··· Listagem ···

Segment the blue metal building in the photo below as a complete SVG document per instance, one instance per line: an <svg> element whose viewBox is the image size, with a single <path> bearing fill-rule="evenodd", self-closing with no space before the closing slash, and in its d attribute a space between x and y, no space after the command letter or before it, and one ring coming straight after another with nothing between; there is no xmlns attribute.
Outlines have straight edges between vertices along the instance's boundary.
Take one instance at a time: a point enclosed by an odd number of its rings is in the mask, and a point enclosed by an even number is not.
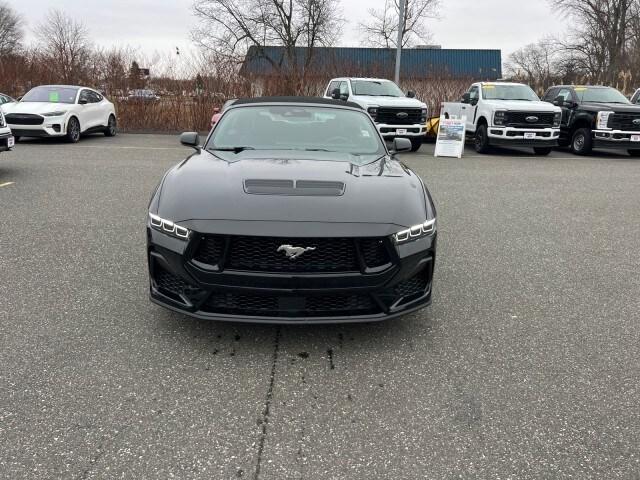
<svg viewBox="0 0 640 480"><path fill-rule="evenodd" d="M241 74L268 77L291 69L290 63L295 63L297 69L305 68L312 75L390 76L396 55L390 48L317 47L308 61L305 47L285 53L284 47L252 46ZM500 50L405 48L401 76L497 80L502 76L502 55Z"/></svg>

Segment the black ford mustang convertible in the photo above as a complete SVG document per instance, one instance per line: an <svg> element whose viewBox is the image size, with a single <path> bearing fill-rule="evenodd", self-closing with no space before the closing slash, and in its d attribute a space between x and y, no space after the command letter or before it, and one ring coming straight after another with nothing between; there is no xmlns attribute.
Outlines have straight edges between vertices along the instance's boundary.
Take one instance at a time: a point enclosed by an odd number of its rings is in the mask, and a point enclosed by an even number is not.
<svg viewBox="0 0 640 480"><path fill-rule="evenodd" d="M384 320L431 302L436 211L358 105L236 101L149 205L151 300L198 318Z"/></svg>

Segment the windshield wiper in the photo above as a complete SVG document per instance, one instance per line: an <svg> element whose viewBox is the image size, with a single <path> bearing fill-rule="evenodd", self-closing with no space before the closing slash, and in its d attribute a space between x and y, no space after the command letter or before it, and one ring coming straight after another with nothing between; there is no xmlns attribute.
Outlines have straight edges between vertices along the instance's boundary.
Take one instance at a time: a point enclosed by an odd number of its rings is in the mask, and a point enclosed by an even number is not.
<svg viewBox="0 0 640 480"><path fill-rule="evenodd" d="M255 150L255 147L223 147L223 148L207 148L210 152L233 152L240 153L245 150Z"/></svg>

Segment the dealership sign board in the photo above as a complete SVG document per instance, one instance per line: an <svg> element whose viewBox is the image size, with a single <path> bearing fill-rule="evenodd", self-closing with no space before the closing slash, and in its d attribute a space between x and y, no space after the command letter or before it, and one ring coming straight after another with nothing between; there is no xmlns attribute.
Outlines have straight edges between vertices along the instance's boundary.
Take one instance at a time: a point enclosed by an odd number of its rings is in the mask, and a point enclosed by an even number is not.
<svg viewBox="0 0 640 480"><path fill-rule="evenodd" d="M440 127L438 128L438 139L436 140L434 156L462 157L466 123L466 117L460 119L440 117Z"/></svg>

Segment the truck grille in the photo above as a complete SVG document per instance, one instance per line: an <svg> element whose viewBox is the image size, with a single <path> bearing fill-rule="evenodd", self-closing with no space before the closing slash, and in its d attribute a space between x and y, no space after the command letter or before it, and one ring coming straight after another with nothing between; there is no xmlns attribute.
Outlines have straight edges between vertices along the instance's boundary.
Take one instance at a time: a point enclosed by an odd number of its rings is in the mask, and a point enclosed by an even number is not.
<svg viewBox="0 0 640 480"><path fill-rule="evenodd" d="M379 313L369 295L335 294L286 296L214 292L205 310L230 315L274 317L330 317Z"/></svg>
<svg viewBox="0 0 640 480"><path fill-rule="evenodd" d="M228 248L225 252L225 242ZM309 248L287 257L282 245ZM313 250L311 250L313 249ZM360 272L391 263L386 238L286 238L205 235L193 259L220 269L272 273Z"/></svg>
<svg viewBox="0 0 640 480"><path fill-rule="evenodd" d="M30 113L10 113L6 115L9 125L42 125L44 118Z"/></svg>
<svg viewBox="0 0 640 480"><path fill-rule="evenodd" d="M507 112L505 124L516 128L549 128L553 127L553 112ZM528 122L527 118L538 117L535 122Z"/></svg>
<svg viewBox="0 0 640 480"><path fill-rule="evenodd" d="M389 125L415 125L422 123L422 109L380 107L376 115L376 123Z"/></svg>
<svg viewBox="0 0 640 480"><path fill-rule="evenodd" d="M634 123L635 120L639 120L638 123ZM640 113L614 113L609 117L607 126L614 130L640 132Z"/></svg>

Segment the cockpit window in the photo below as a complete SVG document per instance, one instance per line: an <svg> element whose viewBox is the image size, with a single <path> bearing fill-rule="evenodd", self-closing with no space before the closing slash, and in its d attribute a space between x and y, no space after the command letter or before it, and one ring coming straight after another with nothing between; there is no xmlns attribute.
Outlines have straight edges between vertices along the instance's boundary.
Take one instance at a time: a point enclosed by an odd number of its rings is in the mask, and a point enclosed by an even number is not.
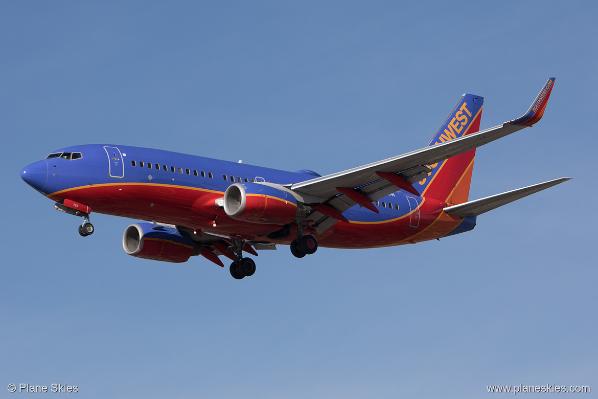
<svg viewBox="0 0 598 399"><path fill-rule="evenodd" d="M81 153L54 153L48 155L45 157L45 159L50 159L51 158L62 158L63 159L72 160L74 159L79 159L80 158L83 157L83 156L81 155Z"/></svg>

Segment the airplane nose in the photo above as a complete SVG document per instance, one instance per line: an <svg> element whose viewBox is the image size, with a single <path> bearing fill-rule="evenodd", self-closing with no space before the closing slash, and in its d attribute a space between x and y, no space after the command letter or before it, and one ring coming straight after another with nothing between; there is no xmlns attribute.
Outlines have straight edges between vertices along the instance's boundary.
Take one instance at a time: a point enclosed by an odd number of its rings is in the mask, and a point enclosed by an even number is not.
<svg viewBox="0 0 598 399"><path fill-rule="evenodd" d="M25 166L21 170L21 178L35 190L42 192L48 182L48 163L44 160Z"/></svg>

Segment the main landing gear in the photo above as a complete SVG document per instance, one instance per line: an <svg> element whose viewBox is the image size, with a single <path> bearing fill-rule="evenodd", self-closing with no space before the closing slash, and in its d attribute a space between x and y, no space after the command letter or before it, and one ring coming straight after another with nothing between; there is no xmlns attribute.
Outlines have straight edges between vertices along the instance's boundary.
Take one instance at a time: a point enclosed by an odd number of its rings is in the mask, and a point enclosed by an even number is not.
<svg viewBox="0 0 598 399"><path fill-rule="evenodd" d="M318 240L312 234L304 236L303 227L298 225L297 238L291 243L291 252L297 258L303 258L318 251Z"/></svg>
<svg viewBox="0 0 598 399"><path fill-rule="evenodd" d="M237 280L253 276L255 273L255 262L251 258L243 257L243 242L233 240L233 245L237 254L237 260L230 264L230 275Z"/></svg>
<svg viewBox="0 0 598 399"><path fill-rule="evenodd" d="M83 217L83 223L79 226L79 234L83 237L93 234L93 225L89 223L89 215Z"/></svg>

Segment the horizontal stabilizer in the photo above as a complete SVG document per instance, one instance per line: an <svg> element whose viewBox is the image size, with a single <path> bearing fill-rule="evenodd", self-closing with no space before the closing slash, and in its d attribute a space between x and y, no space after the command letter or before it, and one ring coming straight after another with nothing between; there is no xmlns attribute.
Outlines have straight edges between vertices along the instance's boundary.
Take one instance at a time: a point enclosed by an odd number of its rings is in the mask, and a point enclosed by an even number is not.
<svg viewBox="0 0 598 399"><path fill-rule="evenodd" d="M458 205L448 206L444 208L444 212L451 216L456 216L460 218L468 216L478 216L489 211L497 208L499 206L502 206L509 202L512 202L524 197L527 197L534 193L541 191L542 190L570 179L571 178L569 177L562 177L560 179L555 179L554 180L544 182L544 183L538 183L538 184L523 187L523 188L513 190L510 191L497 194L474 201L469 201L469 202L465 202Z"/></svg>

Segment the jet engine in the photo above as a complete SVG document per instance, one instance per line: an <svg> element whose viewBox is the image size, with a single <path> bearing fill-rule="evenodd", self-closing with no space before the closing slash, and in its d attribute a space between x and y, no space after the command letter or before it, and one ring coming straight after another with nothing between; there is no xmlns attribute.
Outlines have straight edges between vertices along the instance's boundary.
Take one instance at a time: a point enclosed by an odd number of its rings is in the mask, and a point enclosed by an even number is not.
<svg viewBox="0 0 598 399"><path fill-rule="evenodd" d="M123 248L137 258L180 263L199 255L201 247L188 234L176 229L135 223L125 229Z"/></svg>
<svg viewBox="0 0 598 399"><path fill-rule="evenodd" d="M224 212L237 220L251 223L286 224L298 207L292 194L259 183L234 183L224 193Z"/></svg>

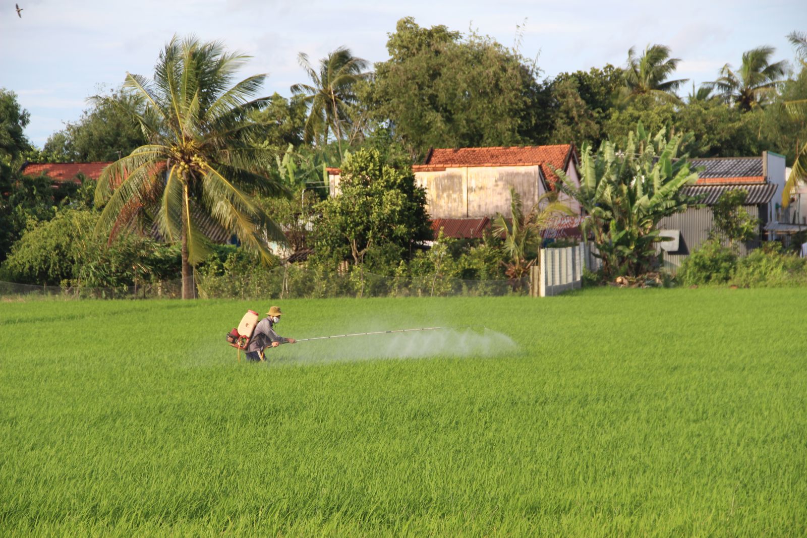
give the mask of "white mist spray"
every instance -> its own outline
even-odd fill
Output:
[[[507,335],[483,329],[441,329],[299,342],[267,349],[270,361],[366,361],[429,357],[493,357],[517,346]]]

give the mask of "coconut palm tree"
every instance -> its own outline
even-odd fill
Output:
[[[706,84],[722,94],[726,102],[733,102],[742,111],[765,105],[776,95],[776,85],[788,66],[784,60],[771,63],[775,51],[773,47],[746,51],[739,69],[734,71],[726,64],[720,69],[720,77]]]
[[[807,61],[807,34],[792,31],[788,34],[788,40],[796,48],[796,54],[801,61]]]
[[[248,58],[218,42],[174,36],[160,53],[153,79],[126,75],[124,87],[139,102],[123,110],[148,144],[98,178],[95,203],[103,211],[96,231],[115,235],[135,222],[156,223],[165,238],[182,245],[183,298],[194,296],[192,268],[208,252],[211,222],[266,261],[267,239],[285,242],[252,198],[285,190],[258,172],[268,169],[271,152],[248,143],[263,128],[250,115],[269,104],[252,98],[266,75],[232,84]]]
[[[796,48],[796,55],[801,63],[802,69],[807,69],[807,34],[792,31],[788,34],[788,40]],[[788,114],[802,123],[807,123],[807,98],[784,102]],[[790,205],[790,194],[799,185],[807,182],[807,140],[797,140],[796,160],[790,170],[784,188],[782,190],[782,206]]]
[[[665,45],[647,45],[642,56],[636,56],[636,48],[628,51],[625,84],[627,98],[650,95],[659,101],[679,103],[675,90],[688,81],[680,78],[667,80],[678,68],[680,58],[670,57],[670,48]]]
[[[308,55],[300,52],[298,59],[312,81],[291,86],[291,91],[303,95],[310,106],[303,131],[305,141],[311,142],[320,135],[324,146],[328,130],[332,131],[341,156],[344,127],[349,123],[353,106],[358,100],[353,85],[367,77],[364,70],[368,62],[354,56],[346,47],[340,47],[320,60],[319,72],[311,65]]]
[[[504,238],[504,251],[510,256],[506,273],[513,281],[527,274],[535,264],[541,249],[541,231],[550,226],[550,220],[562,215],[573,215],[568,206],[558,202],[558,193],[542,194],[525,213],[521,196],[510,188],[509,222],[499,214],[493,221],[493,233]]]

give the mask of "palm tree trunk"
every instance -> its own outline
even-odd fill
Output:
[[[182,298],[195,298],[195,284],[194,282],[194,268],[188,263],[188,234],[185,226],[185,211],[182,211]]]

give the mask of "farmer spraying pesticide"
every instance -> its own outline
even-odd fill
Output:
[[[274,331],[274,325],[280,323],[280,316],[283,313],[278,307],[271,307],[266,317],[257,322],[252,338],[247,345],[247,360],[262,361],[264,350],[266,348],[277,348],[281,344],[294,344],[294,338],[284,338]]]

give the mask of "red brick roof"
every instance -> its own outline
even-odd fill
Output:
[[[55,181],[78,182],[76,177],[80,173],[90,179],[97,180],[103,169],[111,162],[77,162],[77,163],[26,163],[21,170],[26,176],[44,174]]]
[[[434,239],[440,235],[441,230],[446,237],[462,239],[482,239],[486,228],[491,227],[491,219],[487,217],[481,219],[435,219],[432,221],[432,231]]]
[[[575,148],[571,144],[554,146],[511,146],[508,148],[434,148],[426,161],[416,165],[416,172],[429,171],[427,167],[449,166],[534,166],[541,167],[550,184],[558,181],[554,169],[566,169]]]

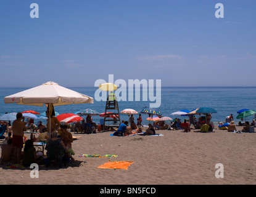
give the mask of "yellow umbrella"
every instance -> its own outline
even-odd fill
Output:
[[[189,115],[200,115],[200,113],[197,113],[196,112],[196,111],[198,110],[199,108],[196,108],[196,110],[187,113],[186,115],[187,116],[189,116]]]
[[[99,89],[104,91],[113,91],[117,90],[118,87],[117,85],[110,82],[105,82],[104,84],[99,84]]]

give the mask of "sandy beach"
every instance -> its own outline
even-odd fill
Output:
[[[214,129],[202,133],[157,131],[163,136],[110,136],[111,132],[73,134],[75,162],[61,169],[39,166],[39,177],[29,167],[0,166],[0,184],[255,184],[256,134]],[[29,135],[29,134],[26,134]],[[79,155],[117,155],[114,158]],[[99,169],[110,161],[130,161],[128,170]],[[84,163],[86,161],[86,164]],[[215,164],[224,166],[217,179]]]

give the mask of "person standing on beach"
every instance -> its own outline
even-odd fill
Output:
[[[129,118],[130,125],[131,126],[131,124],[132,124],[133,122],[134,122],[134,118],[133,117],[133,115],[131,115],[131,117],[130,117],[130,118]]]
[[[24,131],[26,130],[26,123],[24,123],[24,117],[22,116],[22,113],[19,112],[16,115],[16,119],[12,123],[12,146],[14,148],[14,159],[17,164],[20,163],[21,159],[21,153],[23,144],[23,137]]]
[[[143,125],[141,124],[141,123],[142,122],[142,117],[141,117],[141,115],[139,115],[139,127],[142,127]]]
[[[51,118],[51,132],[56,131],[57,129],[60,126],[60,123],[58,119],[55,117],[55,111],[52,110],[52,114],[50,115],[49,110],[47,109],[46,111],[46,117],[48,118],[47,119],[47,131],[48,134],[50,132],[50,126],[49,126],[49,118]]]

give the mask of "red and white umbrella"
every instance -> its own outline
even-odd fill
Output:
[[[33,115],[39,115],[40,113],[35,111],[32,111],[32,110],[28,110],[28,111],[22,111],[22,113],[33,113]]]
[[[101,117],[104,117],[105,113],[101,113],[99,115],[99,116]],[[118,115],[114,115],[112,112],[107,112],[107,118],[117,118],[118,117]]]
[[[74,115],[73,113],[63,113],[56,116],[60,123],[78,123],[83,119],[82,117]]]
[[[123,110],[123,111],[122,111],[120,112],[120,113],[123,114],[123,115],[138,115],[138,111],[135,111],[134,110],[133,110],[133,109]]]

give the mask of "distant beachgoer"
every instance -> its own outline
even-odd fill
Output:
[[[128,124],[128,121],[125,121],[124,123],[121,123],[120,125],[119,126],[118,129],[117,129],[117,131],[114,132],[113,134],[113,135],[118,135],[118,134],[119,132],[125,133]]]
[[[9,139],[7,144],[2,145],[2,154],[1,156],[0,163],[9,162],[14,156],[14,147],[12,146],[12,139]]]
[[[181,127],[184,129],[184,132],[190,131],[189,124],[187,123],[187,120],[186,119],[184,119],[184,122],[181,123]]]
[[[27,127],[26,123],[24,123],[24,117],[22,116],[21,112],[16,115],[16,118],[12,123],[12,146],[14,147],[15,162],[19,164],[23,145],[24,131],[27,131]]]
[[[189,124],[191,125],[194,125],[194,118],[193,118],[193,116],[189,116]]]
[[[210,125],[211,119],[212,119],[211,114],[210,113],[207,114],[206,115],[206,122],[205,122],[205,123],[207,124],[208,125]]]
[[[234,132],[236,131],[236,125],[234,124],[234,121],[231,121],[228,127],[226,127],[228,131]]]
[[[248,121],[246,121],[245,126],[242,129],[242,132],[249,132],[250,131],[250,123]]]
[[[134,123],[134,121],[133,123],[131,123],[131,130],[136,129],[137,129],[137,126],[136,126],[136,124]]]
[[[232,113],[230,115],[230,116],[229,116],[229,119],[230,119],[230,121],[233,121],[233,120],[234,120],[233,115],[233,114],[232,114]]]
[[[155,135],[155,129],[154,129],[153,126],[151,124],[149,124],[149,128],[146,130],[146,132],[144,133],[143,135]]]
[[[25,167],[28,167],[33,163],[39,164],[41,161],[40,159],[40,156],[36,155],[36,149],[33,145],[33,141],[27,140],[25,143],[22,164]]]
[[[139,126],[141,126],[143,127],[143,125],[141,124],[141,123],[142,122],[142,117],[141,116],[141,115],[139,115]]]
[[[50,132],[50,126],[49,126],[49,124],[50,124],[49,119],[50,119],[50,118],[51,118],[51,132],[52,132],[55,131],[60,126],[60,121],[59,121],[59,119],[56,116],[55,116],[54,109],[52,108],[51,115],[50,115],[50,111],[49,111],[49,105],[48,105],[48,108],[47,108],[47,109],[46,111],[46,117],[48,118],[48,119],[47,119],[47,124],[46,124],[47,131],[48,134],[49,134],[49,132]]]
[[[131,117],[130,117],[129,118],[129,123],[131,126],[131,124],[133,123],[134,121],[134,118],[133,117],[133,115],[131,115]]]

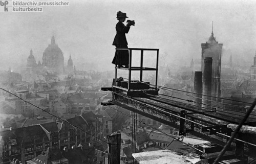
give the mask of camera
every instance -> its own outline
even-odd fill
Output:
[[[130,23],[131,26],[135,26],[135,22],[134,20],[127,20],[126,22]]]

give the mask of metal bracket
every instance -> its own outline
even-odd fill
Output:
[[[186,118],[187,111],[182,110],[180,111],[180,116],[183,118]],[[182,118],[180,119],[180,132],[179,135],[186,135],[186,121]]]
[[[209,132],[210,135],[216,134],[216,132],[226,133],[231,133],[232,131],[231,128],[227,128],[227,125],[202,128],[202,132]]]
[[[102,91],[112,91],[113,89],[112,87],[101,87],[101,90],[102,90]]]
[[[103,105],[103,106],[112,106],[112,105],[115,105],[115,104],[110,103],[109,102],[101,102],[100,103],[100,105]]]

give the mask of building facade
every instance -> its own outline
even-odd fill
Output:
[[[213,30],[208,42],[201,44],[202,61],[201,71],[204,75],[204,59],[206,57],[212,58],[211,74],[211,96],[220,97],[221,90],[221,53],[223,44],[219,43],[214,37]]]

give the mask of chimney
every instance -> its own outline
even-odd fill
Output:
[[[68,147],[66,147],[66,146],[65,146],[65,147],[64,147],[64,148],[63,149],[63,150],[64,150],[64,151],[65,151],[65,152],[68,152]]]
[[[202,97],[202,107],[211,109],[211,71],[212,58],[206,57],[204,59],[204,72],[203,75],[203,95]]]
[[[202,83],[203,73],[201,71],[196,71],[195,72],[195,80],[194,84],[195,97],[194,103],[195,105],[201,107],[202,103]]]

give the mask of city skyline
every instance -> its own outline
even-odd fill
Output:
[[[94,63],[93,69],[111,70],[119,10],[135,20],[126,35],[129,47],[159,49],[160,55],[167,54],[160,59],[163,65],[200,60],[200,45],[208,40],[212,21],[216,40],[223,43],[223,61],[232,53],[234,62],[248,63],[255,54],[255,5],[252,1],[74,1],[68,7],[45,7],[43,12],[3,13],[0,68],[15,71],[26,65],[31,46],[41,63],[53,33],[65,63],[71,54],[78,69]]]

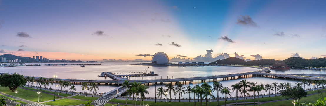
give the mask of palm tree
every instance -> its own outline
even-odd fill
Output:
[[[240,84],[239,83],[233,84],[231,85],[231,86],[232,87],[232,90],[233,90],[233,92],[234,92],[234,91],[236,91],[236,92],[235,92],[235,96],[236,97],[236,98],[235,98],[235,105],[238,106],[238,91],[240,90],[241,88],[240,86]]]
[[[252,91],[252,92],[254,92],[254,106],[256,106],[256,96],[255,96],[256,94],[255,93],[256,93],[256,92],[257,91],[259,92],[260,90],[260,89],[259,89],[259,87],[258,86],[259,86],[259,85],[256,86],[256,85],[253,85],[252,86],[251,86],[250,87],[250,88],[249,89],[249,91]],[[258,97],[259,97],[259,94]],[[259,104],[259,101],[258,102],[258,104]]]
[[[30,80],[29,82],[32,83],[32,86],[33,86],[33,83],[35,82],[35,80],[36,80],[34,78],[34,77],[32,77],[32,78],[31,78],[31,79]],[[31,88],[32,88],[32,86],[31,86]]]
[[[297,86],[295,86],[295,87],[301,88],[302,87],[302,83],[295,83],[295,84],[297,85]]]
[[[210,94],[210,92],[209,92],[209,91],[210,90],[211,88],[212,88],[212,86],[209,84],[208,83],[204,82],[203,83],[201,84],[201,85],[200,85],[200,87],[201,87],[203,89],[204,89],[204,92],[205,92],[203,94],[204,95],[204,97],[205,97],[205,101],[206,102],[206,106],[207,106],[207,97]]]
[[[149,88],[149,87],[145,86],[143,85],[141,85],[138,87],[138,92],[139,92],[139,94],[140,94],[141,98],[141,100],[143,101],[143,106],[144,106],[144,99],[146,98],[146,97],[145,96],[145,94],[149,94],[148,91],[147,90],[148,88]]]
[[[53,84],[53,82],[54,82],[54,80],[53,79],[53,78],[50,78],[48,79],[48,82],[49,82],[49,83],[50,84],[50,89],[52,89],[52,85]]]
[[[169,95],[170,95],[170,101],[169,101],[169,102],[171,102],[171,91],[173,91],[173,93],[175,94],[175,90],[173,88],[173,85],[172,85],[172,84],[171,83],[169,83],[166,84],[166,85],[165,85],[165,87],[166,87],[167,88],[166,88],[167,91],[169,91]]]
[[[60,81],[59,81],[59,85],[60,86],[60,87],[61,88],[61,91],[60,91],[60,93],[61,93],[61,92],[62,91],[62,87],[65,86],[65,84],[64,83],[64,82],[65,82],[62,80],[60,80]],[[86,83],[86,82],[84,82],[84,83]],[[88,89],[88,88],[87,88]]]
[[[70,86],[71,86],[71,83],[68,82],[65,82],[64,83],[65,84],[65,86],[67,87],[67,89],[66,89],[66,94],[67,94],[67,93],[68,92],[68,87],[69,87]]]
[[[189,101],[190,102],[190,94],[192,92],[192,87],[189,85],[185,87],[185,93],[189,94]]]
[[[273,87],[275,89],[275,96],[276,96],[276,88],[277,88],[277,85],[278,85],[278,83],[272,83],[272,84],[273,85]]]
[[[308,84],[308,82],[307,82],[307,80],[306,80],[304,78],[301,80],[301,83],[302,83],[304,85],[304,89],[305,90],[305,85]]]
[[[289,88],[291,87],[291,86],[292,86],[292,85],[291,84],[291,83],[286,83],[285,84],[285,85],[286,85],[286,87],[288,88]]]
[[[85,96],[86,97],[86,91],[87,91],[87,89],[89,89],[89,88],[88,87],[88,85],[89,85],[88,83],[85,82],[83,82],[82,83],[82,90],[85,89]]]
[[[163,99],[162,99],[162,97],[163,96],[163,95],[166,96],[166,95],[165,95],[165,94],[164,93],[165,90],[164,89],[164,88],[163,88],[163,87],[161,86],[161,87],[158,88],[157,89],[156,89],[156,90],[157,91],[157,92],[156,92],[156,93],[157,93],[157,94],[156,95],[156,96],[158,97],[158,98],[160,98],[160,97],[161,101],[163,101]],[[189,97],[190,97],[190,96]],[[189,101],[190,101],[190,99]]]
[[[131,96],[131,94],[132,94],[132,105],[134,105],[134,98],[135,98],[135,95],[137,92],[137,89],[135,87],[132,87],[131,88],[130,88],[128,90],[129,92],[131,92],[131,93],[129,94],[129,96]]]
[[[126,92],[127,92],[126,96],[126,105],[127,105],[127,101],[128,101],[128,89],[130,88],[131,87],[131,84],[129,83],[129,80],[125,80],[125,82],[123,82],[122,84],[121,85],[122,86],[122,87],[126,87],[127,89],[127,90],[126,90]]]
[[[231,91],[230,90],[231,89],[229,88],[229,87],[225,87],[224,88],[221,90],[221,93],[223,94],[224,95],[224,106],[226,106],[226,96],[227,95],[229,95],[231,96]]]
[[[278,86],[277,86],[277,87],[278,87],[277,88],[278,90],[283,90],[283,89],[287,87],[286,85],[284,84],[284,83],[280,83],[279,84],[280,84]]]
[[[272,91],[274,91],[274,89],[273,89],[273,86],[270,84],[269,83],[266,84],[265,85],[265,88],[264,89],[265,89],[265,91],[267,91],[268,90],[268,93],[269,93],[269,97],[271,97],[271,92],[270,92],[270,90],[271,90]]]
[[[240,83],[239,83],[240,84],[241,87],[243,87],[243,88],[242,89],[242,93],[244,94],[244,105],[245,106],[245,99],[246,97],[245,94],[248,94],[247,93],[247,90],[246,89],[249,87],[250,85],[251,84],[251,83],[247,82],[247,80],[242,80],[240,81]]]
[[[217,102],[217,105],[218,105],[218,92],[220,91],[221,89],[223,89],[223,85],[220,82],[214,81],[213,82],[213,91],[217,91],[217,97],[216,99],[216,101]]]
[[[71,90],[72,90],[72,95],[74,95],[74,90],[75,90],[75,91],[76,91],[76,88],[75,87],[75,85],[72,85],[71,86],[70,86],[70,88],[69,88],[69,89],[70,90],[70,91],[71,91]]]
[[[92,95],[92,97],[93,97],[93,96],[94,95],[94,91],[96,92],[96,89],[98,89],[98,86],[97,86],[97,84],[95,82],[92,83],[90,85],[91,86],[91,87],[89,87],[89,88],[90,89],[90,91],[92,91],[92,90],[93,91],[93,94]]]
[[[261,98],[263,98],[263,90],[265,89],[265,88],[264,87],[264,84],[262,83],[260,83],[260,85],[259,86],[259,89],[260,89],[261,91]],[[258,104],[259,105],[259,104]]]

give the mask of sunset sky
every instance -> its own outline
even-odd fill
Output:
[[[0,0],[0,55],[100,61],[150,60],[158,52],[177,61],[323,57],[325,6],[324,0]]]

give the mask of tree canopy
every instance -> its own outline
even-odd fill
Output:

···

## Desafio:
Reproduza sem nenhuma alteração o trecho da listagem que começa na linha que contém "Segment the airplane" e termina na linha que contém "166L21 170L21 178L35", incluindo essas duas linhas.

## A resposta:
Segment the airplane nose in the photo above as a complete SVG document per instance, one instance per line: an <svg> element whose viewBox is the image size, with a single <path> bearing fill-rule="evenodd", self-closing with no space before the closing slash, and in its d attribute a space between x and y, no space after the command letter or before it, and one ring coming straight after another with nothing between; there is no xmlns attribute.
Outlines have straight edges between vertices along the instance's boundary.
Take one instance at a time: a point enclosed by an odd number of its rings is in the mask, and a point enclosed by an even number is not.
<svg viewBox="0 0 598 399"><path fill-rule="evenodd" d="M25 166L21 170L21 178L35 190L42 192L48 182L48 163L44 160Z"/></svg>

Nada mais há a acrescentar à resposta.